[Stored items]
- Opening Delimiter -

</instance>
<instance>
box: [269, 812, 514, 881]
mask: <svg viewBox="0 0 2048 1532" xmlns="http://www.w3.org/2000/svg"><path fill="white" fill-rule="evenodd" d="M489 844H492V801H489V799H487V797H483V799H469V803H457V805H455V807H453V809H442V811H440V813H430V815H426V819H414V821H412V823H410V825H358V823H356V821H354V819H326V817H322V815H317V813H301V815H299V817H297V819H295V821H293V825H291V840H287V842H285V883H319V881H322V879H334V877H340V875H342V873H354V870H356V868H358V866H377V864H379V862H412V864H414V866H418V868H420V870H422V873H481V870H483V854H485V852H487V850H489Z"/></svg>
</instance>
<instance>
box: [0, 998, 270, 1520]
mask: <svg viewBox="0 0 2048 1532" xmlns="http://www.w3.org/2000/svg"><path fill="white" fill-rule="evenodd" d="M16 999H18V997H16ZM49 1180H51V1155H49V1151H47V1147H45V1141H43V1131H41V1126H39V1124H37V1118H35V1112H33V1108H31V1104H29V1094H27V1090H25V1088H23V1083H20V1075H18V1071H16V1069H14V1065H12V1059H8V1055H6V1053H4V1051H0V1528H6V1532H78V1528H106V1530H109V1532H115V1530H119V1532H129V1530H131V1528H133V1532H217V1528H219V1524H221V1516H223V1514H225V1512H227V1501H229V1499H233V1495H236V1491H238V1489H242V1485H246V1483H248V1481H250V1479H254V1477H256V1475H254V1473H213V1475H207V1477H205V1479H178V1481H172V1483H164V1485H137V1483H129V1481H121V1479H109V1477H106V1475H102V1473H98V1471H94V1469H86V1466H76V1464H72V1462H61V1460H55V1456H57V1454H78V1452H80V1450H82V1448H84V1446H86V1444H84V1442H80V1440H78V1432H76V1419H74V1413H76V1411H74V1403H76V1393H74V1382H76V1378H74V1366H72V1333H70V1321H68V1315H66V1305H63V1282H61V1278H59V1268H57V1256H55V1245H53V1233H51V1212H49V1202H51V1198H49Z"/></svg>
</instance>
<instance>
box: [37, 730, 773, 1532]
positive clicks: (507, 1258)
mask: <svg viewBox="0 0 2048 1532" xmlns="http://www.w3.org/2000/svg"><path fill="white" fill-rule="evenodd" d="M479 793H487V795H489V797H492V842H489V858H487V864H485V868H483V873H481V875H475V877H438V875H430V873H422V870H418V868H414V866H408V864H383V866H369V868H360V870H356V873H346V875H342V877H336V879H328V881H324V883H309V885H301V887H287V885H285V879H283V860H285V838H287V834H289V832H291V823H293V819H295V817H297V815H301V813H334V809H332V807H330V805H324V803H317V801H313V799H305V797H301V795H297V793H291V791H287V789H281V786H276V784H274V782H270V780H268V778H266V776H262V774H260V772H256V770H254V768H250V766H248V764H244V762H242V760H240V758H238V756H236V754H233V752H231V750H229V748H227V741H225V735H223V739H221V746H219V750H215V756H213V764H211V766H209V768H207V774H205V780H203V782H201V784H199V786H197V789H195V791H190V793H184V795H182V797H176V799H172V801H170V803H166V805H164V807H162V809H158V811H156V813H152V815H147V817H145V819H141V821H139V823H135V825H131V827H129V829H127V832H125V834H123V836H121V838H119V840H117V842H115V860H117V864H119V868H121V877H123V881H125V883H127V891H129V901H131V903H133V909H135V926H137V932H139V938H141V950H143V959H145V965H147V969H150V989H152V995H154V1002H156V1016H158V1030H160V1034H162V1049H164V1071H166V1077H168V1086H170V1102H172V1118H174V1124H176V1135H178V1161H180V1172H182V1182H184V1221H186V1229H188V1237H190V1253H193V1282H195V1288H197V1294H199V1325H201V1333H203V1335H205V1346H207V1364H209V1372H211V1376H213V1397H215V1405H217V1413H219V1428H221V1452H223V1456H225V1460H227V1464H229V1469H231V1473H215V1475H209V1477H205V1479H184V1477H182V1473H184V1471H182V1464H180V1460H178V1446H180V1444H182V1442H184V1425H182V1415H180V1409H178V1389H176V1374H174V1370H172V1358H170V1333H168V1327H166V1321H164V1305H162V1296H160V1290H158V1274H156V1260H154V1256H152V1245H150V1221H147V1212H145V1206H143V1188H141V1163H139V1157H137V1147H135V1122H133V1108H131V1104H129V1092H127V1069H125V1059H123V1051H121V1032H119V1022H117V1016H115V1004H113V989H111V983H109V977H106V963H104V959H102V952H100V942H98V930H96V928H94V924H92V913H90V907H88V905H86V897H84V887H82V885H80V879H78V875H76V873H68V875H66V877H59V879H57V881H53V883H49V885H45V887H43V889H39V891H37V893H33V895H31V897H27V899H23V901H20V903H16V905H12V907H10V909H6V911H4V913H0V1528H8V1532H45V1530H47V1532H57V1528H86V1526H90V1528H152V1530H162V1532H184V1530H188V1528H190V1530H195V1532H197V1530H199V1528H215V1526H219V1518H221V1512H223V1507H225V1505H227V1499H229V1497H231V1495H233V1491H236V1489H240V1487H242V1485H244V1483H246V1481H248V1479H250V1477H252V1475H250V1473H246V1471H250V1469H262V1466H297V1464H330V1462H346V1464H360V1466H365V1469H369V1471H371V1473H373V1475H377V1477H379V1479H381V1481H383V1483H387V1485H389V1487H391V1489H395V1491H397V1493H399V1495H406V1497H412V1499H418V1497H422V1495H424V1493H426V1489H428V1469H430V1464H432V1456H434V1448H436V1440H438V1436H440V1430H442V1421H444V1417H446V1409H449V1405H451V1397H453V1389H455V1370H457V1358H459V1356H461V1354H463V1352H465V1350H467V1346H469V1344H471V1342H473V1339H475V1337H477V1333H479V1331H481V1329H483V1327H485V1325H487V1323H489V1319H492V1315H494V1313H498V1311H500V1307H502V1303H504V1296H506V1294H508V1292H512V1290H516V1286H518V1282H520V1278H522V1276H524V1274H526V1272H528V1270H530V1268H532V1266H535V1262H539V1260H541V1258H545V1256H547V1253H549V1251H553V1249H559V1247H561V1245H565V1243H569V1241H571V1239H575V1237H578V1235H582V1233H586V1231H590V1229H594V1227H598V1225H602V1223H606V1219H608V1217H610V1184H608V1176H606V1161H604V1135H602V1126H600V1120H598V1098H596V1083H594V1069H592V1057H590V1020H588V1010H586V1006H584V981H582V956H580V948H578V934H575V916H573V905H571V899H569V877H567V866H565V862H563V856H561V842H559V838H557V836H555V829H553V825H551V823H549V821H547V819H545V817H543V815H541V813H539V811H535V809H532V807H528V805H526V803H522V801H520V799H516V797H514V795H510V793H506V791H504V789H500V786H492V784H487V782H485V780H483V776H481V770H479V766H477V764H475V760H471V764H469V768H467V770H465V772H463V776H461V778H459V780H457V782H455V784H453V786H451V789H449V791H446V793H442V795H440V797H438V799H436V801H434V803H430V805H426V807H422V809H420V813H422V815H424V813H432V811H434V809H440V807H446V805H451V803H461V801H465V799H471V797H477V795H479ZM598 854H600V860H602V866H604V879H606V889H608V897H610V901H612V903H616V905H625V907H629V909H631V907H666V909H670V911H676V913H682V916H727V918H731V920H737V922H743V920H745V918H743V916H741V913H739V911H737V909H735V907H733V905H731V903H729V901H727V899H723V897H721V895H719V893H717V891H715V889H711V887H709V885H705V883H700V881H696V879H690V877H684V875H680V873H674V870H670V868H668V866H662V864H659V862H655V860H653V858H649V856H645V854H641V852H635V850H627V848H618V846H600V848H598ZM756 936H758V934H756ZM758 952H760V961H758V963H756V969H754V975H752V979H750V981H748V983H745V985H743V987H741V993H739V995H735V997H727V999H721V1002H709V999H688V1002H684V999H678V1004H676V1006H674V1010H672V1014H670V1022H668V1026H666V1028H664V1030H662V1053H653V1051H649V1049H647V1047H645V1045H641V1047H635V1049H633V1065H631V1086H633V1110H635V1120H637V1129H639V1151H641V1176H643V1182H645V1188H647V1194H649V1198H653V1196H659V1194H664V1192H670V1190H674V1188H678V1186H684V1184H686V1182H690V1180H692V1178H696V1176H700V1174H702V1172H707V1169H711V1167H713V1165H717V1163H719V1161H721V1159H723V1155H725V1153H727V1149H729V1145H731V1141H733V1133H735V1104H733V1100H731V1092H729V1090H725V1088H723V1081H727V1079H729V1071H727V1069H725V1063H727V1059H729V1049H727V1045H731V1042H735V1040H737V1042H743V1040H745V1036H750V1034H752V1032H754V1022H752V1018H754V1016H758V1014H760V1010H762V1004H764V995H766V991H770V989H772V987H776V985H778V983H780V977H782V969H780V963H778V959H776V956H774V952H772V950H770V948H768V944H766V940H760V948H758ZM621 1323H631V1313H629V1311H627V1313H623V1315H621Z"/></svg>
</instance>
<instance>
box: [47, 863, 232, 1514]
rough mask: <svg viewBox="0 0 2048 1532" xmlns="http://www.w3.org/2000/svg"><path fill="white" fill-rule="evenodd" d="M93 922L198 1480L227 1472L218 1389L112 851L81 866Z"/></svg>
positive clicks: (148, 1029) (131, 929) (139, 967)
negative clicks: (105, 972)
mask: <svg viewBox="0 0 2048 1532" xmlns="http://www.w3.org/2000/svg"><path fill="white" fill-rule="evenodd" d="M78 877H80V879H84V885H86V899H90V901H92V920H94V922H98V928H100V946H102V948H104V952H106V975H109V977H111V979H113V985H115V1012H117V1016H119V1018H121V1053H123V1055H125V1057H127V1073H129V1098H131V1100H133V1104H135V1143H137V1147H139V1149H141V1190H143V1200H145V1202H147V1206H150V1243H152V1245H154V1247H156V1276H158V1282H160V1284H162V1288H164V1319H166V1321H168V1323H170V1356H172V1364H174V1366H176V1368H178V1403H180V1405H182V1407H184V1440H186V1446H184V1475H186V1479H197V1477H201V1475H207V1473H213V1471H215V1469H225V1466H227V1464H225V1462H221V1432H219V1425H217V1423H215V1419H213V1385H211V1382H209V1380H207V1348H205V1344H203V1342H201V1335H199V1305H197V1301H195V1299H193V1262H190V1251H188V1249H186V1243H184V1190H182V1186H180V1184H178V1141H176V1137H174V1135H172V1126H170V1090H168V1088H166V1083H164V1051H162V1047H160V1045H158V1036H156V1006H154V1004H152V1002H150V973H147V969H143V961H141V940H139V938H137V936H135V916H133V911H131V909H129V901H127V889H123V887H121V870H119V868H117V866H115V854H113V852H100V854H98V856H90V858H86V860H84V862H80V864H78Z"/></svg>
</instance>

- Closing Delimiter -

**ACTION ITEM:** Go through the records. Copy each line where "positive" appears.

**TASK ANSWER:**
positive clicks: (507, 1258)
positive clicks: (148, 1029) (131, 929) (139, 967)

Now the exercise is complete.